Dataset items:
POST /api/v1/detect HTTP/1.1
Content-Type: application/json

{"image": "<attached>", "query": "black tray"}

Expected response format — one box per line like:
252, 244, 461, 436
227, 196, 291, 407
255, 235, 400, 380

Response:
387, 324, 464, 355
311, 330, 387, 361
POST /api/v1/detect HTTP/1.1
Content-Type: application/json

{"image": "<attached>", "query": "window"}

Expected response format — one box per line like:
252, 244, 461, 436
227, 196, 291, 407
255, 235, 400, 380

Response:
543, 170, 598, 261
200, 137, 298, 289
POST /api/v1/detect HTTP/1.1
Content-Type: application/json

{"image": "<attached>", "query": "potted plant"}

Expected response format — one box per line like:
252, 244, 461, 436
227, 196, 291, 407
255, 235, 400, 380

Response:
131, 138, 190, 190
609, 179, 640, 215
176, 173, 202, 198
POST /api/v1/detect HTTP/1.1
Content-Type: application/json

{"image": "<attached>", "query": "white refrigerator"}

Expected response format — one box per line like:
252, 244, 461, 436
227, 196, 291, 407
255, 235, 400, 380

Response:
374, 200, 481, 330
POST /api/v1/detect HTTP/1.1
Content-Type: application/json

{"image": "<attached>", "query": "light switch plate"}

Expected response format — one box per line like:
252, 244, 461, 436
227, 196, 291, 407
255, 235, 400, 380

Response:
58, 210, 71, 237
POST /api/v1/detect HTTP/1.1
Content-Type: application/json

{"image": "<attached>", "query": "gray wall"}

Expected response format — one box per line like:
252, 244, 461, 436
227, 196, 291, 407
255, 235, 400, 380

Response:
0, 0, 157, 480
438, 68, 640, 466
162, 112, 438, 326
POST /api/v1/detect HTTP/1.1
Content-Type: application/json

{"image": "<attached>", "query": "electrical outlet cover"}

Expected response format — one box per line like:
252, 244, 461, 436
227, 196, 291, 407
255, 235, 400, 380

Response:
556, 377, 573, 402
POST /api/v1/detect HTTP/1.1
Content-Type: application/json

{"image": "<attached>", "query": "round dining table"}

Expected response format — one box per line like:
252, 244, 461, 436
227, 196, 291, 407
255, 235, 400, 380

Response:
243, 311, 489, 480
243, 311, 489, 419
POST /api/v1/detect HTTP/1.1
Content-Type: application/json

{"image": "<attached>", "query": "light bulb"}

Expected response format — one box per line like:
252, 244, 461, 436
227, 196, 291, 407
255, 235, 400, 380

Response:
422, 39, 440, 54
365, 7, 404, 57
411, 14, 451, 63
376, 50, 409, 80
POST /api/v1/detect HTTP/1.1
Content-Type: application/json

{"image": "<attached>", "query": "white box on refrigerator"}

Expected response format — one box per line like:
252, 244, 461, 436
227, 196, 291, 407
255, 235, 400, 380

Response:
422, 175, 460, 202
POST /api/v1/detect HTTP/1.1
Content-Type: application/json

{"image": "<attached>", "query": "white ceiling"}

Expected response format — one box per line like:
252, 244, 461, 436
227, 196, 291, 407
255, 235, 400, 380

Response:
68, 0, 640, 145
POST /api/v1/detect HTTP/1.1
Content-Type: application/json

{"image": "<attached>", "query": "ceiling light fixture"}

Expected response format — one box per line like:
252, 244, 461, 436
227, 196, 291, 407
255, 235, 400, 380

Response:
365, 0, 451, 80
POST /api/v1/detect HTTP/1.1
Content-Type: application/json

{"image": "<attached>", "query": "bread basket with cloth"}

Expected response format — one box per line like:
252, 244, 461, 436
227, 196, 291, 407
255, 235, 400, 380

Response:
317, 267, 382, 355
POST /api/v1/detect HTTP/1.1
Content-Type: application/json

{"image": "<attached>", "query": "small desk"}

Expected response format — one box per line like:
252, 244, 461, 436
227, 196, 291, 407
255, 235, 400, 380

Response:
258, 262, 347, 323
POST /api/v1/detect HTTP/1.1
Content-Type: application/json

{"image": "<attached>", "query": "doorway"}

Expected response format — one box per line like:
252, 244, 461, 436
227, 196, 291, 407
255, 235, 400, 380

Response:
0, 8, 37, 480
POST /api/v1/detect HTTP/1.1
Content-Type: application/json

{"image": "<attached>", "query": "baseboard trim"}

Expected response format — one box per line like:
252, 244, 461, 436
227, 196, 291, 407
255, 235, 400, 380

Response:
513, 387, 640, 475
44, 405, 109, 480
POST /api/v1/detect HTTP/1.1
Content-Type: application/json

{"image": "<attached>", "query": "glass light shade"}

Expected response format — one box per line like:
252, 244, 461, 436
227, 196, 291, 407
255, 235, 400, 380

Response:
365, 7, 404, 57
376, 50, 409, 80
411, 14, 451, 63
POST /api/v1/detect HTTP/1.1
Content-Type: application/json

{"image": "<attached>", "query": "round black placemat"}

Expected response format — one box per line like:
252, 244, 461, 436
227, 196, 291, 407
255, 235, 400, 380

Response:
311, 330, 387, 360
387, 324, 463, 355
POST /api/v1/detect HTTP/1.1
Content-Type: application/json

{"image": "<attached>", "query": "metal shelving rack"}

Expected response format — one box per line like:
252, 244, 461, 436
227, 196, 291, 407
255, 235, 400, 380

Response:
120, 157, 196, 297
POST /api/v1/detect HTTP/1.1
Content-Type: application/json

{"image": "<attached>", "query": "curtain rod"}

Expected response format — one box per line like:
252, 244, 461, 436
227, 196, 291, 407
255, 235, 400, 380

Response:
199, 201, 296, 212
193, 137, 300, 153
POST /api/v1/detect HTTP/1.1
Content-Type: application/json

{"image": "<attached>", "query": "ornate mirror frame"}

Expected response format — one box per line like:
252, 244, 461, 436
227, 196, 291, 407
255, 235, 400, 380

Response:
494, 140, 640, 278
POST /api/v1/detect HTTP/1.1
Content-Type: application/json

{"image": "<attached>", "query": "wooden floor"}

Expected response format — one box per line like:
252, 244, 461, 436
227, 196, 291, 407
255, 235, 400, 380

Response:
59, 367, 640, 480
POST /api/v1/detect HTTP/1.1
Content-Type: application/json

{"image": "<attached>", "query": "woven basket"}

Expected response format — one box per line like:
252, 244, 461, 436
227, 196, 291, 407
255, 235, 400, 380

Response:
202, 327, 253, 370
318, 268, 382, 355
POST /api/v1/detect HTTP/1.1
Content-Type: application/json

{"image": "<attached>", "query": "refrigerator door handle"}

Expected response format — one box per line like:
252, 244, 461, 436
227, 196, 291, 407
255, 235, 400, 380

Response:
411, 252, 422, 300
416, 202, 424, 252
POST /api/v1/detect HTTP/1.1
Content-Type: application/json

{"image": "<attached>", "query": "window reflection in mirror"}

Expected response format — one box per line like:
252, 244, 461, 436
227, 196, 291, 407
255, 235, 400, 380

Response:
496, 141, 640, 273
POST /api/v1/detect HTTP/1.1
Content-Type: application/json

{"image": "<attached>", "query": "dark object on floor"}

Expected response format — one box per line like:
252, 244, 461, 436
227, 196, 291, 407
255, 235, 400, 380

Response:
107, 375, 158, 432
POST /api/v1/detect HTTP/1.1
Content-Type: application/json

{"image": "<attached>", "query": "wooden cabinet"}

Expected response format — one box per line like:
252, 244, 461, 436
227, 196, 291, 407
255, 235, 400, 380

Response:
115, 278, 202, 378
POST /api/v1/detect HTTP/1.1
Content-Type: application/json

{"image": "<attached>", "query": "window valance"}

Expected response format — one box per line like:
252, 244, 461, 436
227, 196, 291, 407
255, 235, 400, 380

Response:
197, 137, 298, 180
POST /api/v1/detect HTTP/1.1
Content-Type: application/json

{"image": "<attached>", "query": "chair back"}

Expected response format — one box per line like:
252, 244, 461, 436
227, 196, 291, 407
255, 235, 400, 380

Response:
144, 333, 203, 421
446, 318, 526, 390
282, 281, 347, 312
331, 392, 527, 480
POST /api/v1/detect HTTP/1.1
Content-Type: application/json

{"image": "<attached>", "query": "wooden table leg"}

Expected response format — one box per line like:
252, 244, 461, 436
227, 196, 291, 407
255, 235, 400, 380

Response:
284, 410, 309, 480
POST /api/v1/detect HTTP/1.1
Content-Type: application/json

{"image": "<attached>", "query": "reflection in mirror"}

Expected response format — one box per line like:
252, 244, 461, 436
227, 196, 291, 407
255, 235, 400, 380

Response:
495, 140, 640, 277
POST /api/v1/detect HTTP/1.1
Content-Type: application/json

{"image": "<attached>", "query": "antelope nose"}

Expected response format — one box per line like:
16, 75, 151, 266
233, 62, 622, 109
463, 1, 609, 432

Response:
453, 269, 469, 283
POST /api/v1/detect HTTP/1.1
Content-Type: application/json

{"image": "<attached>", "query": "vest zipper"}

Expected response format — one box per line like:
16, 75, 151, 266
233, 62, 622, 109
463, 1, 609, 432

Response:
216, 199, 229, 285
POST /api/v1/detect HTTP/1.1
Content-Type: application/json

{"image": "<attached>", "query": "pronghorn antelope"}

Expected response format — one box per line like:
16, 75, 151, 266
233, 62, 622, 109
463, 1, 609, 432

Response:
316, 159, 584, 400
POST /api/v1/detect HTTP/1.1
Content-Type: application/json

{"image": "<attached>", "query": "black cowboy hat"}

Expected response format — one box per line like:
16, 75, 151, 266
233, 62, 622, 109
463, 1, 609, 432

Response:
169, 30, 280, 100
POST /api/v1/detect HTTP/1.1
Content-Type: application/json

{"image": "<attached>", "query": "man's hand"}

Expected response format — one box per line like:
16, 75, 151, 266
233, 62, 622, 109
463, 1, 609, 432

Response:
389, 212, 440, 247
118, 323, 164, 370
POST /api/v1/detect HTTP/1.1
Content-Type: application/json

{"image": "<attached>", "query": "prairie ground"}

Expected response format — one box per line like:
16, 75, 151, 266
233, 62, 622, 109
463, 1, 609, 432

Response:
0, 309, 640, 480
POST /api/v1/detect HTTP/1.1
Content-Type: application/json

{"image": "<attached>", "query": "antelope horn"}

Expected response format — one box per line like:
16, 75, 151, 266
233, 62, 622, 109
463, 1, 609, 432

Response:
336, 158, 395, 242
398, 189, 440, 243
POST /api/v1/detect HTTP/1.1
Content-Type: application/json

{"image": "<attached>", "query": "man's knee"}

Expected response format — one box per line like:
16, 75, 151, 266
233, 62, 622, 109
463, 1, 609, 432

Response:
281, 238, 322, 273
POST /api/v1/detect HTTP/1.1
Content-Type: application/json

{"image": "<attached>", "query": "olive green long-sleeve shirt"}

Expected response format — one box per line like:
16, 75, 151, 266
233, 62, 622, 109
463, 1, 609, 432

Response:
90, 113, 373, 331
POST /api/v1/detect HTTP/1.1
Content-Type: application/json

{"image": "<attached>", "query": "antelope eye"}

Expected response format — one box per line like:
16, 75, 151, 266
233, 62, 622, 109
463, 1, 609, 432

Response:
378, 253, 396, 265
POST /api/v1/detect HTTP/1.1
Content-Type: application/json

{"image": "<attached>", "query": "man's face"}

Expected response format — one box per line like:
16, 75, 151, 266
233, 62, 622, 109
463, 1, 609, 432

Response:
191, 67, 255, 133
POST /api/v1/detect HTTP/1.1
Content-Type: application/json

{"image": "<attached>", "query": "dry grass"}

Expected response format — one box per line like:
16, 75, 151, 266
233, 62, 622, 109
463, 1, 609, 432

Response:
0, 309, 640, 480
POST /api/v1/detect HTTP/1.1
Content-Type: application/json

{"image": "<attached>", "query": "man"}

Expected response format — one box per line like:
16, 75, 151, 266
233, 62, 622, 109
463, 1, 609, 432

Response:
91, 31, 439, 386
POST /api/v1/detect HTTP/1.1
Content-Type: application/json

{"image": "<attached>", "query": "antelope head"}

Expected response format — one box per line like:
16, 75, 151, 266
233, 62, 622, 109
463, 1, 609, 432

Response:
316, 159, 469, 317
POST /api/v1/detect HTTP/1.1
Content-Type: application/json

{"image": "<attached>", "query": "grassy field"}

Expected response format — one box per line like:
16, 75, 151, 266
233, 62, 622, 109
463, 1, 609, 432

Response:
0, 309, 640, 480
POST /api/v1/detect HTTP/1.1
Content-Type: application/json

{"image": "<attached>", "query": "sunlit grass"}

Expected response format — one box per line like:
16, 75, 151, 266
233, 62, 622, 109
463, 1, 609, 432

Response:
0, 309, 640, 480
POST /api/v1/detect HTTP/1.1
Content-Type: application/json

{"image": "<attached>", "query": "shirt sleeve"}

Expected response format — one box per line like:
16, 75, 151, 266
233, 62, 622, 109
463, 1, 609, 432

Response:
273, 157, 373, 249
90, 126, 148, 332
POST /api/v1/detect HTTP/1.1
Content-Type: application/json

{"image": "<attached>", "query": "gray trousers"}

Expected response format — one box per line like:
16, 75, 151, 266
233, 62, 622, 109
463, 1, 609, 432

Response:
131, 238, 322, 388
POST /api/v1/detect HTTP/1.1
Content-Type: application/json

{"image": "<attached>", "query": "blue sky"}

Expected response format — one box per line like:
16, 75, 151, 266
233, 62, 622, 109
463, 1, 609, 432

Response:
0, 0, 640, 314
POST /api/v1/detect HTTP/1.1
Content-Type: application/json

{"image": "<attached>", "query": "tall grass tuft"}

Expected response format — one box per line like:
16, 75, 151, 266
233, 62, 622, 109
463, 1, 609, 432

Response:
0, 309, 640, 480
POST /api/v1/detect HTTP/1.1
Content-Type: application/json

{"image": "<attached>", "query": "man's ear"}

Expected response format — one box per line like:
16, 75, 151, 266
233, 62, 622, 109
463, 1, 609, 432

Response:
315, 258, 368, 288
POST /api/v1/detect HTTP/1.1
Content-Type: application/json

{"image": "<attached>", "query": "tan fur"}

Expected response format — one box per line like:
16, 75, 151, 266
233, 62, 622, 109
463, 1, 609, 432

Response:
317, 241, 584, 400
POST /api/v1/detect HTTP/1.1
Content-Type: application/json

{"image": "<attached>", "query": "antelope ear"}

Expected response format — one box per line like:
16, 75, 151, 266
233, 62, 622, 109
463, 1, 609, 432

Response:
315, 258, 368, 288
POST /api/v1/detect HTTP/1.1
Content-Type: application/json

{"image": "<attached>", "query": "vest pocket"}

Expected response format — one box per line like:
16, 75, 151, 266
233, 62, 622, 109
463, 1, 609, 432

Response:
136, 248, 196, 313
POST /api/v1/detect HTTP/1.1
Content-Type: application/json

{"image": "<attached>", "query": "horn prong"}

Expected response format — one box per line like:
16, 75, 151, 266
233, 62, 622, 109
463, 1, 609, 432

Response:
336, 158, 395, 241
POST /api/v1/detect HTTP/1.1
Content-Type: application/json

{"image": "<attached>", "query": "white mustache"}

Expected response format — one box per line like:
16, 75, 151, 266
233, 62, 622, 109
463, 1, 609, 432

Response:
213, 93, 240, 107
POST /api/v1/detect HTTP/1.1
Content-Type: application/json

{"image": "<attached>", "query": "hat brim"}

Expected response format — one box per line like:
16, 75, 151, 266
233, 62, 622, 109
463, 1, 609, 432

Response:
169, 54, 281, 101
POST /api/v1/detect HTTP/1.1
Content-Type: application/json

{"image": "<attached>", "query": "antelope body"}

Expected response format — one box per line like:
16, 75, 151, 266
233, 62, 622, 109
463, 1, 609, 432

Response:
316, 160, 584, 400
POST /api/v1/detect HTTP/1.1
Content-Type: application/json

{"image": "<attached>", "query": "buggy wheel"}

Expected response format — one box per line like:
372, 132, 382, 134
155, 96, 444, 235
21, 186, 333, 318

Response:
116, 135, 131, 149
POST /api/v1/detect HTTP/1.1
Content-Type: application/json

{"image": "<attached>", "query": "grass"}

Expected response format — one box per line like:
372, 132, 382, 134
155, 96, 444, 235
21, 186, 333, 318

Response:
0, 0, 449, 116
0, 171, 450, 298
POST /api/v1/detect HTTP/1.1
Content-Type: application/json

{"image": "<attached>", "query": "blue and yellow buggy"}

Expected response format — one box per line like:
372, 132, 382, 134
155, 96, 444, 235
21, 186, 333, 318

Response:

**WORK REQUIRED:**
Pull out every line of the listing containing the string "light" and list those lines.

**FINISHED TASK:**
{"image": "<attached>", "query": "light switch plate"}
{"image": "<attached>", "query": "light bulb"}
{"image": "<attached>", "query": "ceiling light fixture"}
{"image": "<attached>", "query": "glass light shade"}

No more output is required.